### WHAT THE TASK REQUIRES
Locate every line below that contains the string "studio" and copy each one out. Match case exactly.

Begin

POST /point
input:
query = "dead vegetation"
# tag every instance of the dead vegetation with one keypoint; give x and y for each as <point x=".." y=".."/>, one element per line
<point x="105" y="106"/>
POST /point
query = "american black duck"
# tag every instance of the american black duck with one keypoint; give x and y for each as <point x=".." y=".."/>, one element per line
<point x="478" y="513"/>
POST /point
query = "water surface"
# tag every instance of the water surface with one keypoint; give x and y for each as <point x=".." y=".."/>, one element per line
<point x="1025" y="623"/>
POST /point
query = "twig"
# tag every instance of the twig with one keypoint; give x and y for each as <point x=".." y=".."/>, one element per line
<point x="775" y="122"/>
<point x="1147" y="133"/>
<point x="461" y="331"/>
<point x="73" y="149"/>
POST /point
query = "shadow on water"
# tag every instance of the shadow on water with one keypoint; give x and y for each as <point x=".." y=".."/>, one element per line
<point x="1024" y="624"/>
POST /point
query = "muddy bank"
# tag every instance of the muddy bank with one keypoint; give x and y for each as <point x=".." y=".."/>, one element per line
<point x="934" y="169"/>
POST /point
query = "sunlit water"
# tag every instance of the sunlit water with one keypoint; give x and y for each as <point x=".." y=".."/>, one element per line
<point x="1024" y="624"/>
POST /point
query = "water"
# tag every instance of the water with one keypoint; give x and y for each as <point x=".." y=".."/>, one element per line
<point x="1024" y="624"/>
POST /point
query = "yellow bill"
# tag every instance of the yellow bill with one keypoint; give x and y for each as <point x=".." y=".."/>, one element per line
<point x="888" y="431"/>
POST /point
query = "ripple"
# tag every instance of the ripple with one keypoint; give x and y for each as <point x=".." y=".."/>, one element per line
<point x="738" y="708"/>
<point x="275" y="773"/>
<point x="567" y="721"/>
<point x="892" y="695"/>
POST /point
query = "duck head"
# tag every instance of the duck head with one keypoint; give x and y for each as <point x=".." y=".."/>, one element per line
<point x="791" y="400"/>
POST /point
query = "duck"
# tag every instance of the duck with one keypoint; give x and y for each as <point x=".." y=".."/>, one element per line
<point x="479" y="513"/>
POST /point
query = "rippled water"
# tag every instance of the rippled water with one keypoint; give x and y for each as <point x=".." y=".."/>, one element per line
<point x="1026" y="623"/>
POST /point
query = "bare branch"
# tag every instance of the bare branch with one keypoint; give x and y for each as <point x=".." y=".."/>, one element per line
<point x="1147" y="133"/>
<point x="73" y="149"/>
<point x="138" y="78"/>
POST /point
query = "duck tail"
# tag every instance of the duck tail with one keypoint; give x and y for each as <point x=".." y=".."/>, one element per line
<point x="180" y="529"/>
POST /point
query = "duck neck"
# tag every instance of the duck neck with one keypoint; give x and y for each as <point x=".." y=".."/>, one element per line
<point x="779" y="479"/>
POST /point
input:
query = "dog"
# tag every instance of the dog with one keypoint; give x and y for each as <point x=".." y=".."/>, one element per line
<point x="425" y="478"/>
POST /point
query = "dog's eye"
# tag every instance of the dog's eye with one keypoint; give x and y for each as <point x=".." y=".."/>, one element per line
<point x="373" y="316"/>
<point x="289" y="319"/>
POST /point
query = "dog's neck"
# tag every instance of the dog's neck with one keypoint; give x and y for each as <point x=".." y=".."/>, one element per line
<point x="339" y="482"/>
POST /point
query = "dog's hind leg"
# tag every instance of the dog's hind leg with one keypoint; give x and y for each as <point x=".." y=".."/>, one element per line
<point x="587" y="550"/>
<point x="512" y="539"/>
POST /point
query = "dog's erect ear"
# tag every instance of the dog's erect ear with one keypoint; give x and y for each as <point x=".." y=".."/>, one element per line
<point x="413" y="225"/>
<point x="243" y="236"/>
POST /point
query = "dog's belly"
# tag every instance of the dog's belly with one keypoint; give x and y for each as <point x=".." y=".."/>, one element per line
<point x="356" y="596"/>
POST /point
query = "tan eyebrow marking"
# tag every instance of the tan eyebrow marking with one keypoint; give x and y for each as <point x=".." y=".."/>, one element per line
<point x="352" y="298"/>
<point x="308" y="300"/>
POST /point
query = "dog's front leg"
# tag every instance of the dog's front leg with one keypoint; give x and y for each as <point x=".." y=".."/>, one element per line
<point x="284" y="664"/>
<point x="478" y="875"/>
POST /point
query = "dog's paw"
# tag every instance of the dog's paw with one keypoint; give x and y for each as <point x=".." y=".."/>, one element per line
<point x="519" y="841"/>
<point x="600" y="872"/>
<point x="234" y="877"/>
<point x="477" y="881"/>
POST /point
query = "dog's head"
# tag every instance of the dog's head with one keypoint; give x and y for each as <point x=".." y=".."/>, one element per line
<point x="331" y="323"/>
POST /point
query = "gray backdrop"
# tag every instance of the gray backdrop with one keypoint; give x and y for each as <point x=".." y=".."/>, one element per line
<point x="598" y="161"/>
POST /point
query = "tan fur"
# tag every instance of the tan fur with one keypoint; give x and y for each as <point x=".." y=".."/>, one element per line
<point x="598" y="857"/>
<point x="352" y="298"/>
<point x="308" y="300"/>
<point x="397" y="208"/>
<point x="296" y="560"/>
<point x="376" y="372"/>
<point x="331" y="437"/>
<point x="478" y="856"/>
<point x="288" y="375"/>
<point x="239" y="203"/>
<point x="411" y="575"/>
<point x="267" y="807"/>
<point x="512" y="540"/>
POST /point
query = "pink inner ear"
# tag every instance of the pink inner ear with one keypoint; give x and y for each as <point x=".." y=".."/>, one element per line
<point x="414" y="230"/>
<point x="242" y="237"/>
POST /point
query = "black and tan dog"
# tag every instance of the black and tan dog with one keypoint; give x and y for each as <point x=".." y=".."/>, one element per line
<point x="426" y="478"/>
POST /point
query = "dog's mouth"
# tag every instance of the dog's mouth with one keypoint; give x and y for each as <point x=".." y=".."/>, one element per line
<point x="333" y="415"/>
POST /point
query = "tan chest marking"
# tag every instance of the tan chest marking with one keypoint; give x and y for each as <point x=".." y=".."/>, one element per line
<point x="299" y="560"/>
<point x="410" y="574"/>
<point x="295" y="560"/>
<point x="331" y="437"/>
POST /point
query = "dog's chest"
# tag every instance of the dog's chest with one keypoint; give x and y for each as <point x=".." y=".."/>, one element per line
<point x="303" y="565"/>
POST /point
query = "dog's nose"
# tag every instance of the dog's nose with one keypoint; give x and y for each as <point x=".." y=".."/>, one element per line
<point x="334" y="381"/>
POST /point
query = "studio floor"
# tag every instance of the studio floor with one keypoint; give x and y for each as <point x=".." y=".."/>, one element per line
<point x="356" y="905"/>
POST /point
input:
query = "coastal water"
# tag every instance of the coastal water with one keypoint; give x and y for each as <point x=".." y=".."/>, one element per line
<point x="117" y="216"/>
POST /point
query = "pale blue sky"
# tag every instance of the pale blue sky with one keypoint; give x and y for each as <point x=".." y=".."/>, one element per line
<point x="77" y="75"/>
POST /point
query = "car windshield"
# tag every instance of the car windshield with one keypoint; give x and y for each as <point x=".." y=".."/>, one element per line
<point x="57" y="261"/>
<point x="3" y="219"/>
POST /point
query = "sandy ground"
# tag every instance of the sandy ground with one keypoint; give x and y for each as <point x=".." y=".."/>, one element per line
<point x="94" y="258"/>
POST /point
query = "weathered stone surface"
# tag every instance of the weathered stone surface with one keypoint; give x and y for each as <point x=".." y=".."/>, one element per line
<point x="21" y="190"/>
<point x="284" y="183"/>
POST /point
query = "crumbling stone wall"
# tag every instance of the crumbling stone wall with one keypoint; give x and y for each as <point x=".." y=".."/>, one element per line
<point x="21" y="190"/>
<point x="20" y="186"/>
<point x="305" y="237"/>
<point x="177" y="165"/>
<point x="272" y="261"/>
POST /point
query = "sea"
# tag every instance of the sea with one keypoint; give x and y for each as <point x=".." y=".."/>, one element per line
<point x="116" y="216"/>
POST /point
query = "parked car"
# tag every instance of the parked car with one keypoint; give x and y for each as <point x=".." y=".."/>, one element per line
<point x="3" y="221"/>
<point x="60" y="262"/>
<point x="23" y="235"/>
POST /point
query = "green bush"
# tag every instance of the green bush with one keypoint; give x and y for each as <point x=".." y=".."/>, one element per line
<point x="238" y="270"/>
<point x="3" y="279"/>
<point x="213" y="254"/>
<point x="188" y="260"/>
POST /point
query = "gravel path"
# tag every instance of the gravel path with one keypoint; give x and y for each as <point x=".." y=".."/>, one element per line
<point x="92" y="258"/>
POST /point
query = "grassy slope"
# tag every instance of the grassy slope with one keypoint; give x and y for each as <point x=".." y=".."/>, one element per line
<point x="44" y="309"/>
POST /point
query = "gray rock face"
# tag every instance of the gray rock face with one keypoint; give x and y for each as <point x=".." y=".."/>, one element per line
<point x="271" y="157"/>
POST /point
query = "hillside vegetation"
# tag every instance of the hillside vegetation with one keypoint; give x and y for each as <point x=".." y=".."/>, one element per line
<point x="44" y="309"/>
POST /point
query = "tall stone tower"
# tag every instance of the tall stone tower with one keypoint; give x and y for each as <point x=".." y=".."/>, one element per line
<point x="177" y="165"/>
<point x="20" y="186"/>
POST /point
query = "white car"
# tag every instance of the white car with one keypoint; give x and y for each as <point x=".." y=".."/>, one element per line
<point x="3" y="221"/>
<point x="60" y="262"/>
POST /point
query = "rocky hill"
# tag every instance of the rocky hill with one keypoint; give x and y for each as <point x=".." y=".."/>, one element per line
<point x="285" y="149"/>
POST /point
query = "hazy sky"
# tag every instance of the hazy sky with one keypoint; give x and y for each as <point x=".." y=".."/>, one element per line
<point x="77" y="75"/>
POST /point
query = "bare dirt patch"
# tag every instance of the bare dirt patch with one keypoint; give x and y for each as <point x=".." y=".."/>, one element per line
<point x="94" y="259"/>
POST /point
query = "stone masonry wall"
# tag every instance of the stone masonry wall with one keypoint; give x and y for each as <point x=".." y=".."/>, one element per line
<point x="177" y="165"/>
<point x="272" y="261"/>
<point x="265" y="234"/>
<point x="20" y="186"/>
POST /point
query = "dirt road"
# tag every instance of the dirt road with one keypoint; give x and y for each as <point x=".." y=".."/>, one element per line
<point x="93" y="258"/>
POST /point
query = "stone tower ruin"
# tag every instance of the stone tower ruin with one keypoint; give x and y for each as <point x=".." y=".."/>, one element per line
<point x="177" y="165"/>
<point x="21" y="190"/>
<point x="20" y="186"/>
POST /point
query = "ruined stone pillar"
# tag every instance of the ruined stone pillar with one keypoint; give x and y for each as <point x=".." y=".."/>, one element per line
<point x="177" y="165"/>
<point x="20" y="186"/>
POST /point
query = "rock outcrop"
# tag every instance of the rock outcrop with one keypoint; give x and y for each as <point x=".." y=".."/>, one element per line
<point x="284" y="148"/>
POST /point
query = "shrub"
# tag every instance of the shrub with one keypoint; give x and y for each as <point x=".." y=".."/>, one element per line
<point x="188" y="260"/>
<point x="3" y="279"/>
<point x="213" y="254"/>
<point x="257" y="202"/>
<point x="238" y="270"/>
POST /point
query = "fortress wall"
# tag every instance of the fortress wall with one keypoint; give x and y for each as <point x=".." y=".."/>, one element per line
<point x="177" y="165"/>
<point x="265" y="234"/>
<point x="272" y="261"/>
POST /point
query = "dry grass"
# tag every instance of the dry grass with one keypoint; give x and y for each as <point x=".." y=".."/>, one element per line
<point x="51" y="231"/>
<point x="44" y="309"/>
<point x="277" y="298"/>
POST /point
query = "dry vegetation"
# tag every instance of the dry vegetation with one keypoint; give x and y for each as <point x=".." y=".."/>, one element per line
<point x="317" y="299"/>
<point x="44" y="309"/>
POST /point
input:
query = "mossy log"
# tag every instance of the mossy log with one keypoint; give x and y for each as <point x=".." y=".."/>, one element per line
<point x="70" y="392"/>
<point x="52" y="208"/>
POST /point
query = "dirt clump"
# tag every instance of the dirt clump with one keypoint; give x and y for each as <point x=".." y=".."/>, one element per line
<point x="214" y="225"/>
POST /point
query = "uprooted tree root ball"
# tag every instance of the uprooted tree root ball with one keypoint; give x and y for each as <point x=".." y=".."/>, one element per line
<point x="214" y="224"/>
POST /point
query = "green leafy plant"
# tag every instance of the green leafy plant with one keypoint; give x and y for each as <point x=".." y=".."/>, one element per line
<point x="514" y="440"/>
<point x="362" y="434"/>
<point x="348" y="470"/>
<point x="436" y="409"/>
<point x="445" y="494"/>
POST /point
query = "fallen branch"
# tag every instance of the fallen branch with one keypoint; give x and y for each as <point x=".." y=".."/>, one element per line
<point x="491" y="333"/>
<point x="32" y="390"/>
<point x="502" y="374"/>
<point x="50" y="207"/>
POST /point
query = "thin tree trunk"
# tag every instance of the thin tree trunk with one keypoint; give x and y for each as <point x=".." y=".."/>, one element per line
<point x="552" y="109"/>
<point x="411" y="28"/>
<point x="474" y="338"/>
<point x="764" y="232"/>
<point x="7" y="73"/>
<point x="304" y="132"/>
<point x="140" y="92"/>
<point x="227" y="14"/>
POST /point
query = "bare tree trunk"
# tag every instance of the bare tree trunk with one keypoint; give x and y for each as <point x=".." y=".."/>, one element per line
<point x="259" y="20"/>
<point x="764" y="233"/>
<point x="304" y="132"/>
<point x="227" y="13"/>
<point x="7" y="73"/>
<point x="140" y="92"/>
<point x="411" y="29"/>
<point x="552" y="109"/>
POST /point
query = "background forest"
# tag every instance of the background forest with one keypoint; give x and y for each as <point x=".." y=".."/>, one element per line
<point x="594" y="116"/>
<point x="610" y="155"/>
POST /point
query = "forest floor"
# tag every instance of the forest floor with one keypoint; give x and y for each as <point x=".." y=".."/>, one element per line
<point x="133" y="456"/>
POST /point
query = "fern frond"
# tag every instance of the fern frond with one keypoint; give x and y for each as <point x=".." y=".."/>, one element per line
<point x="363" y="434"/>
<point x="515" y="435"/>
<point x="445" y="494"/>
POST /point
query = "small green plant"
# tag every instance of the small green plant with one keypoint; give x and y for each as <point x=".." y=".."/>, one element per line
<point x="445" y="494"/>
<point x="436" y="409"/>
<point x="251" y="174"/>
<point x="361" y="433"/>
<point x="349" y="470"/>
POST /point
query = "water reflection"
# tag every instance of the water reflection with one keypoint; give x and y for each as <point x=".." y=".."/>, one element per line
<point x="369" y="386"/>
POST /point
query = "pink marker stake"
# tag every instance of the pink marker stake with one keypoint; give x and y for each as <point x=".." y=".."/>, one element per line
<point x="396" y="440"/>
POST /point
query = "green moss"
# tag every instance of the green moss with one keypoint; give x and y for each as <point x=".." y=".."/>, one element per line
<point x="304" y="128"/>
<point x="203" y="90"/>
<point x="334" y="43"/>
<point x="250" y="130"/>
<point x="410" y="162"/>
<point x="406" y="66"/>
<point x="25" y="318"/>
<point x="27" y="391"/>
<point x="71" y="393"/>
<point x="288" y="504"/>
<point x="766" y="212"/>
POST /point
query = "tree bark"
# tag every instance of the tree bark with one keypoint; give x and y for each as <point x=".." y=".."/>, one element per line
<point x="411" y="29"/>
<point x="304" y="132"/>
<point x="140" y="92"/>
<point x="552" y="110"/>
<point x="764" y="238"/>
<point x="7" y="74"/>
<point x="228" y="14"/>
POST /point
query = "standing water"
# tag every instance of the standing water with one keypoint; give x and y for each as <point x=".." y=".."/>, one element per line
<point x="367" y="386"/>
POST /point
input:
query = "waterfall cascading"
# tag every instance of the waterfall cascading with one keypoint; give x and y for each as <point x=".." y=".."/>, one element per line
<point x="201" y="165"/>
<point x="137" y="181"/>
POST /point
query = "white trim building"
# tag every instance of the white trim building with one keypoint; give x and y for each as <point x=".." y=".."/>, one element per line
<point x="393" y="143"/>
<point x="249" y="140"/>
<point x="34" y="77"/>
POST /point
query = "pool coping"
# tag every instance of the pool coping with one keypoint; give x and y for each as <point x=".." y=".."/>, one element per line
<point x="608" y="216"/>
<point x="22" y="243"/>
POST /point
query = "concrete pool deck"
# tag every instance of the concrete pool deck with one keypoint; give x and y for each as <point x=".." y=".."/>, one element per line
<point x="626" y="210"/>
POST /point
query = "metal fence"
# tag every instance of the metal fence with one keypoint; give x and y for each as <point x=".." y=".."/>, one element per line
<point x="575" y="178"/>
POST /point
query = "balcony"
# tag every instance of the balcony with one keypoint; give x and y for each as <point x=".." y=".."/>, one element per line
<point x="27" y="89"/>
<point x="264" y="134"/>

End

### EXERCISE RESULT
query = "studio floor"
# tag every instance of the studio floor with one keypoint; give x and y for each as <point x=".." y=".."/>, one element per line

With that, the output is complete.